◆ **DIRECTIONS FOR THIS TASK**
Transcribe only the part of the listing below that begins at the line containing "Keypoint placement: for each instance of the boy with" and runs to its final line, keeping both ends.

Begin GIVEN ENTRIES

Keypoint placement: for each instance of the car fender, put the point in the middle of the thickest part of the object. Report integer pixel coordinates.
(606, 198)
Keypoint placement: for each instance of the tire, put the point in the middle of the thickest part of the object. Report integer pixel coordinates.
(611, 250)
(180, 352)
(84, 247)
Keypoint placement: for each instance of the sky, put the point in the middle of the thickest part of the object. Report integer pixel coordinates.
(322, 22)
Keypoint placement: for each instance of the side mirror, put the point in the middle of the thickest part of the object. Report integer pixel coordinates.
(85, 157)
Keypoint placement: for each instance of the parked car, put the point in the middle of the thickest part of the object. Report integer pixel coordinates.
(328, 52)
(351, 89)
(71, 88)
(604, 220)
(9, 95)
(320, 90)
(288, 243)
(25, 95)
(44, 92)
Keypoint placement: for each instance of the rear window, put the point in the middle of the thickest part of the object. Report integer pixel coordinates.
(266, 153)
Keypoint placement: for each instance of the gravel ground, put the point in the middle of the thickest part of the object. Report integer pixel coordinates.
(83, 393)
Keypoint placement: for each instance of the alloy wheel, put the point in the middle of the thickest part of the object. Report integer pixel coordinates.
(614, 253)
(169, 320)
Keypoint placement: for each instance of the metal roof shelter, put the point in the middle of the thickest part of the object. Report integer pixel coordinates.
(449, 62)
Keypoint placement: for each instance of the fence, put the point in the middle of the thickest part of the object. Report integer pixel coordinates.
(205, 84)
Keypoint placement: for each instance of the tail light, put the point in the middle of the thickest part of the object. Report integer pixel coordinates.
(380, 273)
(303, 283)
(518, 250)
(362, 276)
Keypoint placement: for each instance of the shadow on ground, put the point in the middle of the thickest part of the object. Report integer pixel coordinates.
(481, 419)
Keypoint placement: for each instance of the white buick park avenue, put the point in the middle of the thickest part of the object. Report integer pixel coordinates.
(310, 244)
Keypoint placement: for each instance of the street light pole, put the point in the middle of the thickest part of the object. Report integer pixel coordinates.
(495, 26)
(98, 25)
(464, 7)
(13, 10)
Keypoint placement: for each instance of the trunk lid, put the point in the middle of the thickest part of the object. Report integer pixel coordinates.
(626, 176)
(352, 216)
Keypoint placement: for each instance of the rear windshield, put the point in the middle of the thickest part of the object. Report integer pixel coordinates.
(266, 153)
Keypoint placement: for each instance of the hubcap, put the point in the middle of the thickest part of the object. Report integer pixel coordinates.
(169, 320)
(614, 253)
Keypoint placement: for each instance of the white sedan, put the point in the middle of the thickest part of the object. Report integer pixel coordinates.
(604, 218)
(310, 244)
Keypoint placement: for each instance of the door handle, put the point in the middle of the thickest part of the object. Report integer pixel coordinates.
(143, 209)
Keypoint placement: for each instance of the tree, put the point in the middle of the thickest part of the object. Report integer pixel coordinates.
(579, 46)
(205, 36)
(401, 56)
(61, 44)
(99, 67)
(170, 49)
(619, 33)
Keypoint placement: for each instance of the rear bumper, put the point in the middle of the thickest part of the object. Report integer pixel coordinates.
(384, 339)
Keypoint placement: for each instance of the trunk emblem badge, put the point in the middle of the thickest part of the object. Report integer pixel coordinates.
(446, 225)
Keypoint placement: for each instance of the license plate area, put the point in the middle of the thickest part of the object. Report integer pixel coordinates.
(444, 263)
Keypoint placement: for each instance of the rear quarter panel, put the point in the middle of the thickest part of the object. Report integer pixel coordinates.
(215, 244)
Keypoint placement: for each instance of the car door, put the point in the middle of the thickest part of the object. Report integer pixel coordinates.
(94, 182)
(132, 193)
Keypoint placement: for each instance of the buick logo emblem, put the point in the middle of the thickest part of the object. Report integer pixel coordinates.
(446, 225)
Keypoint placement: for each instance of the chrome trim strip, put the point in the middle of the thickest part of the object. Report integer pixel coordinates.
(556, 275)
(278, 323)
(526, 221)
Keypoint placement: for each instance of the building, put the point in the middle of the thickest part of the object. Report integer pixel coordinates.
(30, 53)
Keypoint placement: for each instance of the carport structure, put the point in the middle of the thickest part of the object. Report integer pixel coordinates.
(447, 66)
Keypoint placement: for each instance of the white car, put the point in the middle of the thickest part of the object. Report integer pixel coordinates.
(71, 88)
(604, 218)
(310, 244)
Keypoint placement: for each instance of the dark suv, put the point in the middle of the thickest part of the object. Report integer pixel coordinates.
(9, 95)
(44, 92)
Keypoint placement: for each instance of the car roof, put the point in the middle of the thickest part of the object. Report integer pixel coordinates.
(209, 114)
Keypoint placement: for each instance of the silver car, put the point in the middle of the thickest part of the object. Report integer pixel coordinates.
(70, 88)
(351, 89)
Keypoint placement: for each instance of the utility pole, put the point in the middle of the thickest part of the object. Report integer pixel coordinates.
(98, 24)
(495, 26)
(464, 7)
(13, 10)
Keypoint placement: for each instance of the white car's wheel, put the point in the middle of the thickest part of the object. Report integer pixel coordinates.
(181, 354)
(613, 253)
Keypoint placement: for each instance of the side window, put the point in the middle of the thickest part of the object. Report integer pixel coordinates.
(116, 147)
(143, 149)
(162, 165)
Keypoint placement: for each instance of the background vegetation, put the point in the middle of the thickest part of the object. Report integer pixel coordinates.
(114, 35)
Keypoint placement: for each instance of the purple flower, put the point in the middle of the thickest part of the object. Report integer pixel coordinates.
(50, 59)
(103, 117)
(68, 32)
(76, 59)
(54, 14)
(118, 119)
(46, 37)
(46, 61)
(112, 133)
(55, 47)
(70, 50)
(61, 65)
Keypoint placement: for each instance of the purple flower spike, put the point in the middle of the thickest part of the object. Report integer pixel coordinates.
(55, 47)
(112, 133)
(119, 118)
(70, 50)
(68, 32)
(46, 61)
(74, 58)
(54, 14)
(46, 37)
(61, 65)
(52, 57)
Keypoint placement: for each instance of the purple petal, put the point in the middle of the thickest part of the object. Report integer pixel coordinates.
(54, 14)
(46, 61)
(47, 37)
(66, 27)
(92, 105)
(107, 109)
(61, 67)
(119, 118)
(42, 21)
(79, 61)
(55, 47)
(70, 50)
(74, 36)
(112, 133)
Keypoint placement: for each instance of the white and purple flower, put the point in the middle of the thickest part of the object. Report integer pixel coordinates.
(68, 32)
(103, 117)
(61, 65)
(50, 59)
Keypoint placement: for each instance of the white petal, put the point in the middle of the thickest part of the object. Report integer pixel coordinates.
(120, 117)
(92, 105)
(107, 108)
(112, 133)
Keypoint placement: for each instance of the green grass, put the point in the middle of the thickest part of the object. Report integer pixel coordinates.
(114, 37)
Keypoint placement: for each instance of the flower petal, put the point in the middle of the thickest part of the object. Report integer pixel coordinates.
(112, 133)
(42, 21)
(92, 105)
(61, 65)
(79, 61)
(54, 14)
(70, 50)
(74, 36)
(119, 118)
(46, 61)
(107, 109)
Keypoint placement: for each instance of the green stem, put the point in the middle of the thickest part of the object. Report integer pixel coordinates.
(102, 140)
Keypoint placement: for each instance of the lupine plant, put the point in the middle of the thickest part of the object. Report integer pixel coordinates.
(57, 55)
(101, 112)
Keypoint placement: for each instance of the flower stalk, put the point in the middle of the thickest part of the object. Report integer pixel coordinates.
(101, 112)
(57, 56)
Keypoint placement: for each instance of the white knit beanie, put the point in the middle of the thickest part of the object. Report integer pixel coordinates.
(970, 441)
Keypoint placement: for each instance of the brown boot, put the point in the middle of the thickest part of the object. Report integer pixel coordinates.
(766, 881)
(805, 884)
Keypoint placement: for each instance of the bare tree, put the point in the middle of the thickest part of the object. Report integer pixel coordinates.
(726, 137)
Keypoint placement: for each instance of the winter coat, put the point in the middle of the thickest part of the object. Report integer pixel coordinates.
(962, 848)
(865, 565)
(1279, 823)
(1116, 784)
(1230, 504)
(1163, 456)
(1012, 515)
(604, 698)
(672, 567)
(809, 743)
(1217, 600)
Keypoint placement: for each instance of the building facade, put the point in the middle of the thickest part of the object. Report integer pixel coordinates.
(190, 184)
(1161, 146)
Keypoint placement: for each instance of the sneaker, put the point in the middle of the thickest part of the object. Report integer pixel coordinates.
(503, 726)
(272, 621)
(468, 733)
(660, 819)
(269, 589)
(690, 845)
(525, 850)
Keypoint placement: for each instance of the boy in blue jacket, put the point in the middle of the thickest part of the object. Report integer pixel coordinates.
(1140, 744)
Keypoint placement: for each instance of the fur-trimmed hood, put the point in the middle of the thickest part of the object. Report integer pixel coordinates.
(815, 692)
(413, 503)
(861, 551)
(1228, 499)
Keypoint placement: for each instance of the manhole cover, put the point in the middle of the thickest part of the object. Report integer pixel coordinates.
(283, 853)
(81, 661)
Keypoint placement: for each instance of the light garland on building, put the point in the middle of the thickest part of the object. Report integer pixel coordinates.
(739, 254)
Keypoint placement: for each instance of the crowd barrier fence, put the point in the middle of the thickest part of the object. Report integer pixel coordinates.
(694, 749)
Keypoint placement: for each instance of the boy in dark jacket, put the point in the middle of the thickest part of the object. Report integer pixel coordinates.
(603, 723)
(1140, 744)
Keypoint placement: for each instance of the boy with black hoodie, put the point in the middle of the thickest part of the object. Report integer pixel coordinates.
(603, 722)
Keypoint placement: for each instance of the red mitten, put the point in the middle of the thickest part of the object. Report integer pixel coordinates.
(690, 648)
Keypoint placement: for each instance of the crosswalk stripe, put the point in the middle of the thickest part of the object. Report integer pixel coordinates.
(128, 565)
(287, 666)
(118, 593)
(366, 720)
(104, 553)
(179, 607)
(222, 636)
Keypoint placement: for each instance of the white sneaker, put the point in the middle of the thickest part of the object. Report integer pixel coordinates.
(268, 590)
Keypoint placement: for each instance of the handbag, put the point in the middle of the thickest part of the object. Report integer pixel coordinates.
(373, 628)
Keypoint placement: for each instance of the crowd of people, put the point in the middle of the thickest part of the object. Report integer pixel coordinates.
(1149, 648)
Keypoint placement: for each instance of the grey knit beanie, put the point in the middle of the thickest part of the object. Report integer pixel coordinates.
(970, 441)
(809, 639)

End GIVEN ENTRIES

◆ **ANSWER BELOW**
Keypoint placement: for each instance of the boy with black hoodie, put the point in the middle of the thickest part of the object. Report integer pixel coordinates.
(603, 722)
Keypoint placement: for each instance of the red mitten, put the point in the middle of the thickest part of the object. Report integer pixel coordinates.
(690, 648)
Keypoint placement: for each instance of the crosswalk stripe, put the point in the middle of the thickest part of the object. Report integer pixel coordinates.
(128, 565)
(287, 666)
(118, 593)
(366, 720)
(104, 553)
(179, 607)
(222, 636)
Keypoint placement: for each instance of the white sneaker, put the point in the middle of the thickest part of the object. Report integer pixel coordinates.
(268, 590)
Keypoint placement: for each instance of the handbag, put the point in the middle of the thickest part of the object. Report integer pixel coordinates.
(373, 628)
Keypoint placement: for each instance of the crowd of people, put the point in the middle of the thickest part of the object. Report integer pixel coordinates.
(1149, 648)
Keypoint placement: for each instance of the grey knit beanie, put the point in the middle of the thickest part of the object. Report integer pixel coordinates.
(970, 441)
(809, 639)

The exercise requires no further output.